* _Exercise description_
Repeat the data below exactly. Include each line.

* _Natural-language object grounding data_
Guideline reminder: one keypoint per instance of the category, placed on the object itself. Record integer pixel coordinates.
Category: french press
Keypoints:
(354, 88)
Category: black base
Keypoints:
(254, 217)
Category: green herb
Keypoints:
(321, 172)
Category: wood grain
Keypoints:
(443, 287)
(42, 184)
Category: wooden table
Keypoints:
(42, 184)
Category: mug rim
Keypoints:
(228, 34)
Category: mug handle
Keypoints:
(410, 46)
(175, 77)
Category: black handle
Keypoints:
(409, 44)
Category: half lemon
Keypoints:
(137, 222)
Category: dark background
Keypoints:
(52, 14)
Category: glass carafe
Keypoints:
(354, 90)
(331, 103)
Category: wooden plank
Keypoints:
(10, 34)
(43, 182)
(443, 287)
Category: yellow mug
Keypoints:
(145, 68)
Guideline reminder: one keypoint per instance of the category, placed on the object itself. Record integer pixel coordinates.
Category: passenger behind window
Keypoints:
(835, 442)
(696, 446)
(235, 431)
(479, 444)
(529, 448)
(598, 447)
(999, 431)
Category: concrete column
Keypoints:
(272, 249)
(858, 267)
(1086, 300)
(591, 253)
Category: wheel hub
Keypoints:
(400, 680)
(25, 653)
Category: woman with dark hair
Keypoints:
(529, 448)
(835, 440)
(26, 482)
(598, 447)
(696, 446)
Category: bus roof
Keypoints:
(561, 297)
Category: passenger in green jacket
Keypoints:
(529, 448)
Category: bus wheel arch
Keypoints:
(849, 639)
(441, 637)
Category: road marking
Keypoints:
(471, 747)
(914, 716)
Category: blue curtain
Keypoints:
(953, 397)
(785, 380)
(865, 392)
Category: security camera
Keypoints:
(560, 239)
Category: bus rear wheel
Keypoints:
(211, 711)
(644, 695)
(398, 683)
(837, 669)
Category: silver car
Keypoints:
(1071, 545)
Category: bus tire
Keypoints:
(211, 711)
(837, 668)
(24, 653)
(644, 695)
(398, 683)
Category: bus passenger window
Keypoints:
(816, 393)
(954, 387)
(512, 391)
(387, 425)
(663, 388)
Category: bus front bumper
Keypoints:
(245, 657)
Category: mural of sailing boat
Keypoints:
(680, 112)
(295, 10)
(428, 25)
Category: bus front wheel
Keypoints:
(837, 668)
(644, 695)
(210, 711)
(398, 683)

* _Answer box_
Guideline reminder: one keypoint per instance of the category, placed on the object itself. Record integer pixel coordinates.
Category: french press
Keypoints:
(354, 88)
Category: black base
Keypoints:
(254, 217)
Category: green herb
Keypoints:
(321, 172)
Category: wood grain
Keypoints:
(443, 287)
(42, 184)
Category: wooden table
Keypoints:
(42, 184)
Category: mug rim
Keypoints:
(228, 34)
Category: mug handle
Keypoints:
(410, 46)
(175, 77)
Category: black handle
Keypoints:
(409, 44)
Category: half lemon
Keypoints:
(137, 222)
Category: dark background
Keypoints:
(52, 14)
Category: glass carafe
Keypoints:
(354, 90)
(331, 103)
Category: wooden plank
Keypoints:
(10, 34)
(43, 182)
(443, 287)
Category: yellow mug
Keypoints:
(145, 68)
Guideline reminder: one keypoint per instance of the category, placed on the object itself. Record integer pixel coordinates.
Category: passenger behind window
Keypoints:
(835, 442)
(696, 446)
(235, 431)
(479, 444)
(529, 448)
(598, 447)
(999, 431)
Category: concrete column
Keypoints:
(272, 249)
(858, 267)
(1086, 300)
(591, 253)
Category: wheel hub
Keypoints:
(400, 680)
(25, 653)
Category: woman with dark hair
Keypoints:
(529, 448)
(835, 440)
(26, 482)
(598, 447)
(696, 446)
Category: bus roof
Keypoints:
(561, 297)
Category: passenger in green jacket
Keypoints:
(529, 448)
Category: bus wheel arch
Keypoints:
(849, 639)
(441, 637)
Category: road marking
Keypoints:
(471, 747)
(914, 716)
Category: blue curtain
Keypoints:
(953, 397)
(785, 380)
(865, 392)
Category: security camera
Keypoints:
(560, 239)
Category: bus rear wheel
Keypoints:
(211, 711)
(644, 695)
(398, 683)
(837, 669)
Category: silver car
Keypoints:
(1071, 545)
Category: bus tire
Keypoints:
(211, 711)
(837, 668)
(24, 653)
(644, 695)
(398, 683)
Category: bus passenger window
Keypoints:
(816, 393)
(954, 387)
(512, 391)
(387, 425)
(663, 388)
Category: bus front bumper
Keypoints:
(245, 657)
Category: mural of sailing boat
Keypoints:
(680, 112)
(295, 10)
(428, 25)
Category: bus front wheel
Keypoints:
(837, 668)
(644, 695)
(210, 711)
(398, 683)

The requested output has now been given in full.